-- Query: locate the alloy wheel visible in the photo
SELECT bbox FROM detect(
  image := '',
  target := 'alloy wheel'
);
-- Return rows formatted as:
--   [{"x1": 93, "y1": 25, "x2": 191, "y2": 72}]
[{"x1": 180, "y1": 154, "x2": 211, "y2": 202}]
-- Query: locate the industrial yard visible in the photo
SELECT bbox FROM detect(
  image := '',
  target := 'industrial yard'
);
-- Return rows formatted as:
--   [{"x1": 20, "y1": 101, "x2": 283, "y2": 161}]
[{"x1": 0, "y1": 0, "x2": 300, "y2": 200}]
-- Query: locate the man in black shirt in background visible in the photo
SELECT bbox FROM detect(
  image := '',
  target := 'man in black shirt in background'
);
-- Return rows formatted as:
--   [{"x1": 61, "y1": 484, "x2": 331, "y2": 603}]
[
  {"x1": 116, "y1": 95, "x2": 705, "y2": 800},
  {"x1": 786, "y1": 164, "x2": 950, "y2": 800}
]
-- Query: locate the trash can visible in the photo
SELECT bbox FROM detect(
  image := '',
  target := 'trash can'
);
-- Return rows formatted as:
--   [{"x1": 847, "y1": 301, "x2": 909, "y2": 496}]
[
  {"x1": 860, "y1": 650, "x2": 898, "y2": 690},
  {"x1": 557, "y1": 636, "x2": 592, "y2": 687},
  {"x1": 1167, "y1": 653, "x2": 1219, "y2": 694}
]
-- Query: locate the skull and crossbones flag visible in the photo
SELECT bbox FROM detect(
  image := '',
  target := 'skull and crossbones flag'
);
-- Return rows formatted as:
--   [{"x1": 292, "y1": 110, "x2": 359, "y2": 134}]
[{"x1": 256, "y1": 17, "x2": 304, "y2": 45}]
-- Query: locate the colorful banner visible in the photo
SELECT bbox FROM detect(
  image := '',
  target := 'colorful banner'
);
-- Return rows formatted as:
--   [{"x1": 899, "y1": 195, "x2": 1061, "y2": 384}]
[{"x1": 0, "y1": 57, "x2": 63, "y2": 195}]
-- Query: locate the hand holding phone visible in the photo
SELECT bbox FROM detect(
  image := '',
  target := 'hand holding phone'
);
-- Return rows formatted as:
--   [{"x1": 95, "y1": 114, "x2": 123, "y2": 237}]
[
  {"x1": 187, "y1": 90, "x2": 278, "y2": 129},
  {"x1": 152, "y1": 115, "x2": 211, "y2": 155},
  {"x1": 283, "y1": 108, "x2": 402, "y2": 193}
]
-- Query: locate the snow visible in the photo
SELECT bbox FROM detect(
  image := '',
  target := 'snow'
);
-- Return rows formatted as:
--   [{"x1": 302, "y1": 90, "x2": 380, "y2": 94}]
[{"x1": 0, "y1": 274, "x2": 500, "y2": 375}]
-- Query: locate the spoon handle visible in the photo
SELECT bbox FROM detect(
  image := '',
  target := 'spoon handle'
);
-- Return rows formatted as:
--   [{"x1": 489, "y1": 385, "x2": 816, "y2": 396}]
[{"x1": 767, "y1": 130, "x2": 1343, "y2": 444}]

──────

Convert every line of the entries above into a Markdown table with the columns Row and Line, numbering the rows in order and skipping any blank lines.

* Response to the task:
| Row | Line |
|---|---|
| 1 | -- Query: locate the alloy wheel visible in the photo |
| 2 | SELECT bbox FROM detect( |
| 3 |   image := '', |
| 4 |   target := 'alloy wheel' |
| 5 | ); |
| 6 | -- Return rows formatted as: |
| 7 | --   [{"x1": 93, "y1": 25, "x2": 191, "y2": 72}] |
| 8 | [{"x1": 180, "y1": 154, "x2": 211, "y2": 202}] |
| 9 | -- Query: locate the industrial yard visible in the photo |
| 10 | SELECT bbox FROM detect( |
| 11 |   image := '', |
| 12 |   target := 'industrial yard' |
| 13 | ); |
| 14 | -- Return rows formatted as: |
| 15 | --   [{"x1": 20, "y1": 101, "x2": 283, "y2": 161}] |
| 16 | [{"x1": 0, "y1": 0, "x2": 300, "y2": 200}] |
| 17 | -- Query: locate the man in black shirt in background visible in the photo |
| 18 | SELECT bbox FROM detect( |
| 19 |   image := '', |
| 20 |   target := 'man in black shirt in background' |
| 21 | ); |
| 22 | -- Return rows formatted as: |
| 23 | --   [{"x1": 61, "y1": 484, "x2": 331, "y2": 603}] |
| 24 | [ |
| 25 |   {"x1": 116, "y1": 95, "x2": 705, "y2": 800}, |
| 26 |   {"x1": 786, "y1": 164, "x2": 950, "y2": 800} |
| 27 | ] |
| 28 | -- Query: locate the trash can visible in the photo |
| 29 | SELECT bbox FROM detect( |
| 30 |   image := '', |
| 31 |   target := 'trash can' |
| 32 | ); |
| 33 | -- Return rows formatted as: |
| 34 | --   [{"x1": 847, "y1": 301, "x2": 909, "y2": 496}] |
| 35 | [ |
| 36 |   {"x1": 860, "y1": 650, "x2": 898, "y2": 690}, |
| 37 |   {"x1": 557, "y1": 636, "x2": 592, "y2": 687}, |
| 38 |   {"x1": 1167, "y1": 653, "x2": 1219, "y2": 694} |
| 39 | ] |
| 40 | -- Query: locate the skull and crossbones flag visible in the photo |
| 41 | SELECT bbox FROM detect( |
| 42 |   image := '', |
| 43 |   target := 'skull and crossbones flag' |
| 44 | ); |
| 45 | -- Return rows formatted as: |
| 46 | --   [{"x1": 292, "y1": 110, "x2": 359, "y2": 134}] |
| 47 | [{"x1": 256, "y1": 17, "x2": 304, "y2": 45}] |
| 48 | -- Query: locate the colorful banner visible in the photo |
| 49 | SELECT bbox FROM detect( |
| 50 |   image := '', |
| 51 |   target := 'colorful banner' |
| 52 | ); |
| 53 | -- Return rows formatted as: |
| 54 | --   [{"x1": 899, "y1": 195, "x2": 1061, "y2": 384}] |
| 55 | [{"x1": 0, "y1": 57, "x2": 63, "y2": 195}] |
| 56 | -- Query: locate the hand holding phone visible in the photo |
| 57 | SELECT bbox FROM detect( |
| 58 |   image := '', |
| 59 |   target := 'hand holding phone' |
| 60 | ); |
| 61 | -- Return rows formatted as: |
| 62 | --   [{"x1": 95, "y1": 114, "x2": 123, "y2": 237}] |
| 63 | [ |
| 64 |   {"x1": 187, "y1": 90, "x2": 278, "y2": 129}, |
| 65 |   {"x1": 152, "y1": 115, "x2": 211, "y2": 155}, |
| 66 |   {"x1": 283, "y1": 108, "x2": 402, "y2": 193} |
| 67 | ] |
| 68 | -- Query: locate the snow visible in the photo |
| 69 | SELECT bbox FROM detect( |
| 70 |   image := '', |
| 71 |   target := 'snow' |
| 72 | ); |
| 73 | -- Return rows formatted as: |
| 74 | --   [{"x1": 302, "y1": 90, "x2": 380, "y2": 94}] |
| 75 | [{"x1": 0, "y1": 274, "x2": 500, "y2": 375}] |
| 76 | -- Query: locate the spoon handle visible in the photo |
| 77 | SELECT bbox FROM detect( |
| 78 |   image := '', |
| 79 |   target := 'spoon handle' |
| 80 | ); |
| 81 | -- Return rows formatted as: |
| 82 | --   [{"x1": 489, "y1": 385, "x2": 816, "y2": 396}] |
| 83 | [{"x1": 767, "y1": 130, "x2": 1343, "y2": 444}] |